*ACTIVITY*. Copy the records below exactly as they stand. Leave out the pictures.

*EXTRACTED MATERIAL*.
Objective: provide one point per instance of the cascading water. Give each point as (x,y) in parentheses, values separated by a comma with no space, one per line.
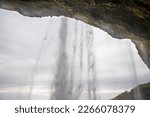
(62,58)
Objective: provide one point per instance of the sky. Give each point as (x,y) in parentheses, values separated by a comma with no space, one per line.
(30,48)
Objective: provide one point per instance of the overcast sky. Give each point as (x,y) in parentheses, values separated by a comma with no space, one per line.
(23,39)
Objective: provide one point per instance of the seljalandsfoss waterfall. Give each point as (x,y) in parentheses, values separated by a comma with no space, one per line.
(60,58)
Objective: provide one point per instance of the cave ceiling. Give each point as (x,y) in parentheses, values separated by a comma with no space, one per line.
(120,18)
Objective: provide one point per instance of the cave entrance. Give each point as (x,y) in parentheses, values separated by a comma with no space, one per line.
(62,58)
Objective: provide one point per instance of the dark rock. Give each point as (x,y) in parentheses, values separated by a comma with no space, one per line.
(139,92)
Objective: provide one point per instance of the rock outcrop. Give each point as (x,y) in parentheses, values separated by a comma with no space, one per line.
(139,92)
(120,18)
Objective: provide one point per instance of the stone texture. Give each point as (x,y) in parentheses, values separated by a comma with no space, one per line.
(120,18)
(143,90)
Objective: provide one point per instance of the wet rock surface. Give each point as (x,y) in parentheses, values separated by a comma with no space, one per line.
(143,90)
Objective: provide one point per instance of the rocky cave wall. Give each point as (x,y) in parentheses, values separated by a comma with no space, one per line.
(120,18)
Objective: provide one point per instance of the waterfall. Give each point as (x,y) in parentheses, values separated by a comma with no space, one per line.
(63,58)
(68,85)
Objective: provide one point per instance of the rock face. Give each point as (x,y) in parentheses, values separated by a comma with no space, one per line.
(143,90)
(120,18)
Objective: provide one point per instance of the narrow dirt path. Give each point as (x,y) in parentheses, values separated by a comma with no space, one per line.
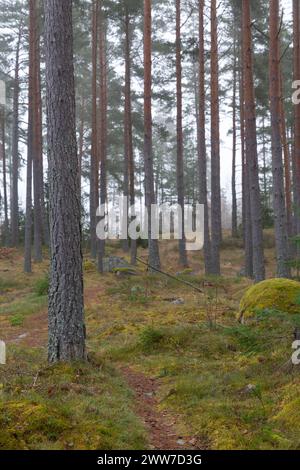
(160,424)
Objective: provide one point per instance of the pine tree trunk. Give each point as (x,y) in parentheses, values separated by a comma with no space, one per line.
(66,316)
(94,169)
(15,148)
(296,40)
(216,227)
(287,162)
(202,158)
(280,219)
(4,171)
(37,153)
(234,228)
(128,129)
(31,142)
(125,242)
(247,229)
(251,148)
(154,259)
(103,128)
(180,170)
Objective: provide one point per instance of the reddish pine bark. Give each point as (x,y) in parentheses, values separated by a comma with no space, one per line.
(251,148)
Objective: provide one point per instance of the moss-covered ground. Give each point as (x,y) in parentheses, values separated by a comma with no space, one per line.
(227,383)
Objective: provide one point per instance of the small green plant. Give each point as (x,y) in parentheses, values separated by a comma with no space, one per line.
(17,320)
(41,287)
(138,295)
(150,338)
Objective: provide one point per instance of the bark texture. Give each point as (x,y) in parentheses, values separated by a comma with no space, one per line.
(180,166)
(66,315)
(280,219)
(154,259)
(15,147)
(201,135)
(216,227)
(251,148)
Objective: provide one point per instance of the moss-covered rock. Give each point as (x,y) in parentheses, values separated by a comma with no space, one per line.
(278,294)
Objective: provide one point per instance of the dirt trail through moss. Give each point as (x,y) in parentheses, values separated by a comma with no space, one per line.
(160,425)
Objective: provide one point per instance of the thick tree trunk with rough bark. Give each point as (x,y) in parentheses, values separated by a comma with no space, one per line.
(216,227)
(201,135)
(154,259)
(251,148)
(66,316)
(281,235)
(180,165)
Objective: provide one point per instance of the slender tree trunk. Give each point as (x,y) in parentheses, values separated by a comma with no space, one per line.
(44,215)
(125,242)
(281,235)
(129,156)
(15,148)
(66,315)
(3,158)
(154,259)
(180,149)
(216,227)
(247,229)
(31,142)
(103,128)
(81,140)
(234,226)
(296,40)
(37,153)
(94,169)
(287,162)
(251,148)
(202,156)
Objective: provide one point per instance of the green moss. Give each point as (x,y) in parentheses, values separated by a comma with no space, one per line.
(89,266)
(273,294)
(17,320)
(26,421)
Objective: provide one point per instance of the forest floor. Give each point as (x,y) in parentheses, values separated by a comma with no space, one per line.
(169,367)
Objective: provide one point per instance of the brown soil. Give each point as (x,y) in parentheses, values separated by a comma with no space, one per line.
(161,425)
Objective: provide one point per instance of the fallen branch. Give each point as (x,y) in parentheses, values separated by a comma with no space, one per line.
(171,276)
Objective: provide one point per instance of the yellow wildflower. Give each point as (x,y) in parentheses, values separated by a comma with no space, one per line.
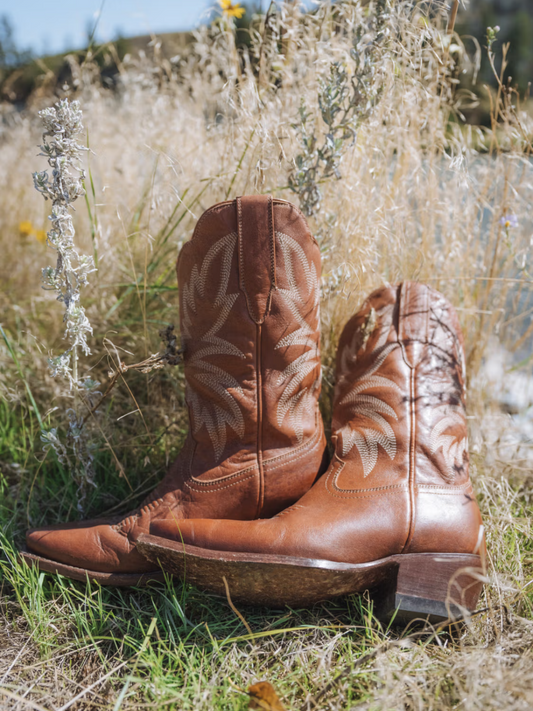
(25,228)
(231,9)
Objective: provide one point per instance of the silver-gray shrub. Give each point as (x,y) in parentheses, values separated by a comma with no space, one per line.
(63,185)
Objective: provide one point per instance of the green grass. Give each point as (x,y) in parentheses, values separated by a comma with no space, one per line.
(416,200)
(171,646)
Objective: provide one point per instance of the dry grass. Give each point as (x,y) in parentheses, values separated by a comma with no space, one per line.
(421,197)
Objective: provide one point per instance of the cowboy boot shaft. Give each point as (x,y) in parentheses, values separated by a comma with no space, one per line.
(399,416)
(250,327)
(248,290)
(390,488)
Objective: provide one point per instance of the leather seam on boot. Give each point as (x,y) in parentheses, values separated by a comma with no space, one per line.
(228,477)
(412,459)
(445,487)
(213,491)
(259,386)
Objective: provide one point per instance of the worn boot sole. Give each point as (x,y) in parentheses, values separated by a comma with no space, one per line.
(427,586)
(121,580)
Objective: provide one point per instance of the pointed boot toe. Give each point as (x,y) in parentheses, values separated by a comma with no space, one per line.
(395,512)
(93,550)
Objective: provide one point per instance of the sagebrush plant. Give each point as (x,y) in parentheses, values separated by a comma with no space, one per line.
(63,186)
(421,195)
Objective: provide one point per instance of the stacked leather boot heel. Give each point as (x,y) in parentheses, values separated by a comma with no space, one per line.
(249,319)
(395,512)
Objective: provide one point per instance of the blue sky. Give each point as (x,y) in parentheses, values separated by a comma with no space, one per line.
(48,26)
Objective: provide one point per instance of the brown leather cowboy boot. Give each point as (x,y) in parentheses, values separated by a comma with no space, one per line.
(395,510)
(249,315)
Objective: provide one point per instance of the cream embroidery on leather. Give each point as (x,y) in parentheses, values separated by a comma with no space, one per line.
(365,437)
(453,449)
(295,401)
(213,416)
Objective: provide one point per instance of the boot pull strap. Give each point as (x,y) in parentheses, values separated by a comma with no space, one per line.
(257,253)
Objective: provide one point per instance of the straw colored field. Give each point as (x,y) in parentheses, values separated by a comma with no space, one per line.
(418,196)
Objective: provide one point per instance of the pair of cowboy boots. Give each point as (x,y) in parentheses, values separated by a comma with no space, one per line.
(250,505)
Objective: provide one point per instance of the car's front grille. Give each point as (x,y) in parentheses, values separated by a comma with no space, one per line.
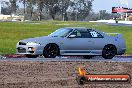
(22,43)
(21,50)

*SOLVED PROBLEM*.
Objective: provide one point per instance of the cascading water. Give each point as (x,y) in parentheses, values separated by a comma with no space, one per line.
(62,58)
Objective: provide one point per instance of the sky. Give each point as (x,y) in parentheses, values separated by a comma with no space, one per line.
(30,48)
Objective: provide one point per instance of the overcast sky. Give each point as (x,y) in parentheses, values separated by a comma with no space, one per line.
(23,39)
Objective: provide one point per instance of the seljalandsfoss waterfall. Give each point as (x,y) in parentheses, values separated by a comma with no space, one per line.
(60,58)
Objective: provide one point per instance of the cave ceiling. Give each point as (x,y) in parentheses, values separated by a comma with no space, one per line.
(120,18)
Objective: provide one point per instance of the cave entrance. Give each point as (x,y) in parentheses, values separated by a comma with no space, one per line.
(62,58)
Objective: provide one point per instance of the dark rock. Give each point as (x,y) in parentheses, values separated by a comma with no space, one per line.
(139,92)
Objective: provide one point per instance of the rock outcrop. Give each point as (x,y) in parentheses, values separated by a comma with no space, one per line.
(139,92)
(120,18)
Objective: provide one point per instance of the stone texture. Give each point as (x,y) in parentheses, values separated by a comma with no space, one per line.
(120,18)
(143,90)
Objective: provide one point per instance of the wet rock surface. Give each point as (x,y) in parentheses, values separated by a comma with no space, one per line.
(143,90)
Objective: provide one point per instance of the rocky cave wall. Give each point as (x,y) in parentheses, values separated by a comma with no space, one per line.
(120,18)
Objective: provide one point per instance of the waterfall. Give each point as (x,y) in parentheses, values separated by a comma with no space, one per line.
(63,58)
(68,85)
Objective: provide one point per instance of the rock face. Give each point as (x,y) in parentheses, values separated by a comma with no space, one per line.
(143,90)
(120,18)
Objective: provide one point per instance of the narrow dirt path. Give each point as (x,y) in parentheses, values separated by a comma with no space, one per line.
(160,424)
Objective: provide one point per instance of the pine tree trunk. Give each point as (x,y) in parentheses, values separated by a comma with no space, one per line.
(66,316)
(94,169)
(15,148)
(296,40)
(216,227)
(287,162)
(202,158)
(280,219)
(4,171)
(37,153)
(234,228)
(128,129)
(31,142)
(125,242)
(247,229)
(251,148)
(154,259)
(103,128)
(180,170)
Objective: provide one point per instance of the reddish pine bark. Give each point as (x,y) in parentheses, values separated by a comma with no space, one per line.
(251,148)
Objective: provide one point per instance of the moss-covered ground. Give each point as (x,y) in parentheses, values separated by a comma with no space, one per line.
(227,383)
Objective: provide one point per instance of the small green plant. Give each point as (x,y) in parentheses, values separated by a comma with no space, one per line.
(17,320)
(41,287)
(138,295)
(150,338)
Objective: provide one point per instance of the bark texture. Give each point as (x,y) in parentheses, values separated by a comma with no space, one per line.
(180,166)
(66,315)
(280,219)
(154,259)
(15,147)
(201,135)
(216,227)
(251,148)
Objective: provide one point per instance of the moss-covered rock. Give each point as (x,y) in parentheses, values separated by a comma with no space, one per line.
(278,294)
Objective: provide one point per instance of the dirt trail through moss. Give each point as (x,y) in parentheses, values separated by a comma with no space, one per line.
(160,425)
Objective: provide one point per instance of the thick tree trunk with rough bark. Give each point as (x,y) in parentheses, values separated by a comma with no space, one per line.
(216,227)
(201,135)
(154,259)
(251,148)
(66,316)
(281,235)
(180,165)
Objective: provide one point per instance of the slender tree trunk. Give each point as (x,y) in parentheses, values separated by a comma with no space, one per line.
(44,215)
(125,242)
(281,235)
(129,156)
(15,148)
(66,315)
(3,158)
(154,259)
(180,149)
(216,227)
(247,229)
(31,142)
(103,128)
(81,140)
(234,226)
(296,40)
(37,153)
(94,169)
(287,162)
(251,148)
(202,156)
Objective: provide one point per instance of the green moss. Give each point as (x,y) in parentheses, values separated by a comma with no space, one per line.
(89,266)
(273,294)
(17,320)
(26,421)
Objective: provide one point per instance of the forest floor. Give each point as (x,y) in parentheses, values separated by a comma with no space, one per line.
(169,367)
Objective: provide one point per instance of the brown soil. Give each point as (x,y) in parentheses, values separated by a comma with no space, one per line.
(161,425)
Objective: provide one point per instance of the fallen branch. Give each point as (x,y) in parentheses, values separated by a comma with no space, one per line.
(171,276)
Objective: provide one point per instance of the yellow wildflower. Give each point as (x,y) in parentheses, values separated by a comma with no space, one per line.
(25,228)
(231,9)
Objective: provide one point per instance of the silver-gray shrub. Give each point as (x,y) in parentheses, values separated by a comma with no space, one per line.
(63,185)
Objective: provide one point per instance of the green grass. Give each point as (x,y) in parentheses, values separated by a comma with no space, one per line.
(416,200)
(171,646)
Objective: provide one point per instance of the dry grass. Give each point as (x,y) in parentheses, values separated by a comma with no space, one per line.
(421,197)
Objective: provide one point per instance of the cowboy boot shaft. Give each point as (x,y) in parentheses, values separated by a comma with no space, one per line.
(399,416)
(250,327)
(248,290)
(390,488)
Objective: provide one point per instance of the leather seam on boot. Give each point as (x,y) in parentheses, values separated by a comma with no space, one per line.
(228,477)
(412,459)
(445,487)
(213,491)
(259,386)
Objective: provide one point per instance of the worn boot sole. Give each point as (x,y) in parentheses, values separated by a comma with no space, one per line.
(427,586)
(121,580)
Objective: provide one point per instance of the pointed boot toe. Give each point as (x,y) in parentheses, values separated by a comma with no space, one per line.
(395,512)
(93,550)
Objective: provide one point per instance of the sagebrush plant. Give each point as (x,y) in parentheses, values separated by a comma with no space, one per line.
(63,186)
(421,195)
Objective: provide one point per instance of the stacked leather boot heel. Give each point as (x,y) in parentheses, values separated by a comma with no space, one per line.
(249,319)
(395,512)
Objective: provide one point per instance of the blue sky. Give each point as (x,y) in parentheses, values separated by a comma with no space, one per line.
(48,26)
Objective: provide one point per instance of the brown leather cowboy boot. Give each point as (x,y) in parentheses, values separated by a comma with no space, one per line.
(395,510)
(249,315)
Objective: provide one point per instance of the cream embroidery on leather. Give each point as (x,y) in parentheses, values separated by a comma with no space, one per line.
(365,437)
(453,449)
(295,401)
(213,416)
Objective: provide one point per instance of the boot pull strap. Give each point as (x,y) in parentheses, values separated by a comma with no space, one per line.
(257,253)
Objective: provide one point per instance of the straw colored field. Give each point as (x,y) in parentheses, values separated by a comma with no space, one per line.
(418,196)
Objective: provide one point per instance of the pair of cowboy boots. Give each point as (x,y) in parentheses, values separated by a comma with no space, one per line.
(250,505)
Objective: provide one point per instance of the car's front grille. Give each point as (x,y) in parentheses, values separated by a comma with no space, one per line.
(22,43)
(21,50)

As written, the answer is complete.